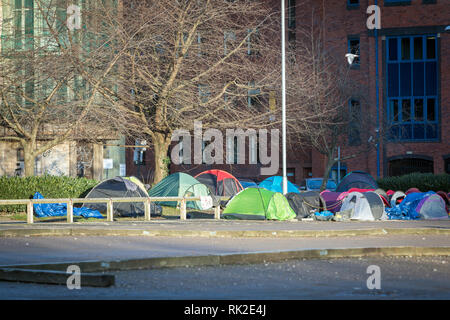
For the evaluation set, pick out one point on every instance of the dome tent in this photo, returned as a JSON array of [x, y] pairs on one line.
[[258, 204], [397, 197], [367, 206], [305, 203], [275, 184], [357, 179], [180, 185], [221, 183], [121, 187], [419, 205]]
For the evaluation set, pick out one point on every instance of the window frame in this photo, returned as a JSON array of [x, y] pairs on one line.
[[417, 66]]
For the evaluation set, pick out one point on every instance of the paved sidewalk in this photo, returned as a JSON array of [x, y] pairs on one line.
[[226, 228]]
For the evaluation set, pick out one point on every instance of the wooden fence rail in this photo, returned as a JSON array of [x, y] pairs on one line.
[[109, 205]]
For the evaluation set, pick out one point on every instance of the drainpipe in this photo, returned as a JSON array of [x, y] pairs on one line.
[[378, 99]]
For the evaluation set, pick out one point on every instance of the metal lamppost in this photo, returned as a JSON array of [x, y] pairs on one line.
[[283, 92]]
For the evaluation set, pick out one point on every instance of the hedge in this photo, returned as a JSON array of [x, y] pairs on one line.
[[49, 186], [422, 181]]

----------------

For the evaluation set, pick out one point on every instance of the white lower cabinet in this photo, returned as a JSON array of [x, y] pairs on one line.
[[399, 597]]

----------------

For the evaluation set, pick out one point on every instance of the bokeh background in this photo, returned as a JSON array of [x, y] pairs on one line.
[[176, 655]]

----------------

▸ SET EXERCISE
Can you reproduce the listing verbatim, starting at the line with "of the paved" and ending with the line with "[[49, 186], [422, 181]]", both included?

▸ CORRECT RESPONSE
For the evaluation set, pick out one point on every instance of the paved sidewalk in this photo, returned as a JSON array of [x, y] pairs on one line.
[[226, 228]]
For the evaluation set, pick out one point on every instance of the wooden fence rail in this photo, returned as a JSON array of [x, y] pairs on one line.
[[109, 205]]
For the evaluation set, pick out one point on every instance of the drainpipe in this photo, returned as a JSON array of [x, y] pairs on one line.
[[378, 99]]
For the evaluation set, pick out one point on every instance of the metal lamppost in this photo, returned as a JSON array of [x, y] pairs on one line.
[[283, 92]]
For the evaluation set, pick out one point on every instance of the hedge in this photo, returned as a JSON array of [x, y] pairs on one line.
[[49, 186], [422, 181]]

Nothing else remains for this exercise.